WORK TO BE COMPLETED =
Return every entry exactly.

MATERIAL SUPPLIED =

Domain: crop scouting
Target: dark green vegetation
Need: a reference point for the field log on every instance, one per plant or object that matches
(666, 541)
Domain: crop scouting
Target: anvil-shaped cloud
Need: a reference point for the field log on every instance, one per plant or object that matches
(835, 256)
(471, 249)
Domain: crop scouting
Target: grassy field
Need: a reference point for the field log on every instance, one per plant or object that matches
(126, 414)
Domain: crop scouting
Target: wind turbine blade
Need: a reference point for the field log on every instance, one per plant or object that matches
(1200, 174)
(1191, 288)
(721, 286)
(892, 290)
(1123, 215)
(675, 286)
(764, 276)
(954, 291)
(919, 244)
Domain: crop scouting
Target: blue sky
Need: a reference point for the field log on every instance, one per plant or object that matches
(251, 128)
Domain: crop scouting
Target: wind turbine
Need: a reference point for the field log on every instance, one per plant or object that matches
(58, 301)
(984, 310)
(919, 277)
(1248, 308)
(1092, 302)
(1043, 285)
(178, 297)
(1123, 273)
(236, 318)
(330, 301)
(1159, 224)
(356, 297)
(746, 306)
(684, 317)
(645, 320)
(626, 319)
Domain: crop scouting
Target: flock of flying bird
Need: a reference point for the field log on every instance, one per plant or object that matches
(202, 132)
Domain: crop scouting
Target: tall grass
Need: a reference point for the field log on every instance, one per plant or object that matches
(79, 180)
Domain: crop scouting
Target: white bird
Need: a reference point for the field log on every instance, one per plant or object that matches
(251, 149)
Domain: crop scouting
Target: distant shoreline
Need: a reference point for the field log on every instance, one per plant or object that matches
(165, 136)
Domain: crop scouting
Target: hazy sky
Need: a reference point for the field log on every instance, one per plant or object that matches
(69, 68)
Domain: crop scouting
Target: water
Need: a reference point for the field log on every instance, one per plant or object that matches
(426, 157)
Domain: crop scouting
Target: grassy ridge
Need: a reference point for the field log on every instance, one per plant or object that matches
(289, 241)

ANSWER TO THIS TASK =
Domain: crop scouting
Target: dark green vegetation
Need: a reference point for the field log on every instance, one per plant or object that matches
(666, 541)
Domain: crop scouting
Target: anvil-shaped cloud
Need: a reference point for the field log on every instance, one per plant or object that matches
(835, 256)
(471, 249)
Domain: crop scouting
Target: grassy field
Need: a reference point for the field log on every instance, one per plant or object that matches
(126, 414)
Domain: crop scouting
Target: wind turbine blade
Need: a reference point for the field log on every instance, one per plant or object that matches
(1200, 174)
(1191, 288)
(721, 286)
(892, 290)
(1123, 215)
(675, 286)
(764, 276)
(954, 291)
(919, 244)
Domain: crop scouting
Target: blue sky
Need: a reference point for the field log on every instance, one per plant or object that matches
(251, 128)
Domain: crop scouting
Target: wind turbine
Need: a reference point for the field log on every instance, one per plant or object that matches
(58, 301)
(984, 310)
(919, 277)
(1248, 308)
(1092, 302)
(1043, 285)
(178, 297)
(1123, 273)
(236, 318)
(330, 301)
(1159, 224)
(356, 297)
(746, 306)
(684, 317)
(645, 320)
(626, 319)
Domain: crop scouting
Target: flock of flying bird
Need: a reference point for the field log on every instance, one per plant or object that matches
(202, 132)
Domain: crop scouting
Target: tall grass
Need: a reference point for the field log on every instance, one per plant or object that matches
(79, 180)
Domain: crop scouting
Target: white bird
Need: a reference point for the field log on every instance, one per plant or object that matches
(251, 149)
Domain: crop scouting
Target: distant shoreline
Need: a reference point for the field log on every instance, one per plant or object that matches
(165, 136)
Domain: crop scouting
Target: hazy sky
Need: a reference point for the field log on every instance, one per plant or object that matches
(69, 68)
Domain: crop scouting
Target: water
Need: a reference point for the field log on every instance, one per plant or object that matches
(426, 157)
Domain: crop scouting
Target: grassy ridge
Need: a reference point for the field log on every instance, one per plant or object that matches
(289, 241)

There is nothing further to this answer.